* [Text extract]:
┄┄┄┄┄┄┄┄┄┄┄┄┄┄┄┄┄┄┄┄

ISIS Media Output Drops as Military Pressure Rises, Report Says by Scott Shane, New York Times
The vaunted propaganda operations of the Islamic State, which helped lure more than 30,000 foreign fighters to Syria and Iraq, have dropped off drastically as the extremist group has come under military pressure, according to a study by terrorism researchers at West Point.
In addition, the researchers found, there has been a striking shift away from publications and social media portraying a functioning state with competent bureaucrats, thriving businesses and happy citizens. The Islamic State, also called ISIS and ISIL, claims that it is building a new caliphate — or unified Muslim land — a claim that has become increasingly threadbare.
“It’s not just the numeric decline,” said Daniel Milton, director of research at the Combating Terrorism Center at West Point and the author of the new report. “The caliphate was their big selling point. Now there’s an inability to say we’re doing the things that make us a state. And that was behind their broad appeal.”

┄┄┄┄┄┄┄┄┄┄┄┄┄┄┄┄┄┄┄┄

(Records from a data collection)
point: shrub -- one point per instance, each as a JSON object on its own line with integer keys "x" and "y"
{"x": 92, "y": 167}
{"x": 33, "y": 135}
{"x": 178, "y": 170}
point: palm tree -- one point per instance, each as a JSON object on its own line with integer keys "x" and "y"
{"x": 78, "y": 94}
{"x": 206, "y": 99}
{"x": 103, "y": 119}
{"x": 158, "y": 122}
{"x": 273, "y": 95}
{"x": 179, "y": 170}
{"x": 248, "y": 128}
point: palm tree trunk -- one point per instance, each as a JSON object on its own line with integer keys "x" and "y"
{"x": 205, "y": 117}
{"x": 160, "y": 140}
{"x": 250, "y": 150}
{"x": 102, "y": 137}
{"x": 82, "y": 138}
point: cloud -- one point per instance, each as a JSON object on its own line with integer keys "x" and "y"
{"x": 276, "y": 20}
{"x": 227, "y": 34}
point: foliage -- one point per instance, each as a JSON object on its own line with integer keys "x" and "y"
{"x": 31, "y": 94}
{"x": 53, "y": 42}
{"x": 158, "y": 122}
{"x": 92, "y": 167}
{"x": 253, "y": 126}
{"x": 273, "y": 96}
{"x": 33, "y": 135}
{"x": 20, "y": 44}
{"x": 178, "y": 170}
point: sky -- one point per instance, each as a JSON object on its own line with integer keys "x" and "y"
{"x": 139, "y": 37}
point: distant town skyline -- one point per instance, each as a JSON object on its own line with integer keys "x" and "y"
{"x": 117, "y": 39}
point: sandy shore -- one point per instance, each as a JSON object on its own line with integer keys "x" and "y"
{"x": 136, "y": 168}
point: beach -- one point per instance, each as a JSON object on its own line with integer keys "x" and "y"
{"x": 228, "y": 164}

┄┄┄┄┄┄┄┄┄┄┄┄┄┄┄┄┄┄┄┄

* [Instructions]:
a – Rewrite the stretch of the Islamic State article from "In addition, the" through "become increasingly threadbare.", swapping "thriving businesses" for "flourishing businesses".
b – Check each statement against the Islamic State article. For each one, answer yes or no and quote the words of the article that decide it.
(i) The study was done by terrorism researchers at West Point.
(ii) The group's propaganda helped lure more than 50,000 foreign fighters to Syria and Iraq.
(iii) Daniel Milton wrote the new report.
c – Name every name the Islamic State article uses for the extremist group.

* [Responses in order]:
a –
In addition, the researchers found, there has been a striking shift away from publications and social media portraying a functioning state with competent bureaucrats, flourishing businesses and happy citizens. The Islamic State, also called ISIS and ISIL, claims that it is building a new caliphate — or unified Muslim land — a claim that has become increasingly threadbare.

b –
(i) Yes: "according to a study by terrorism researchers at West Point"
(ii) No: "helped lure more than 30,000 foreign fighters to Syria and Iraq"
(iii) Yes: "the author of the new report"

c – Islamic State, ISIS, ISIL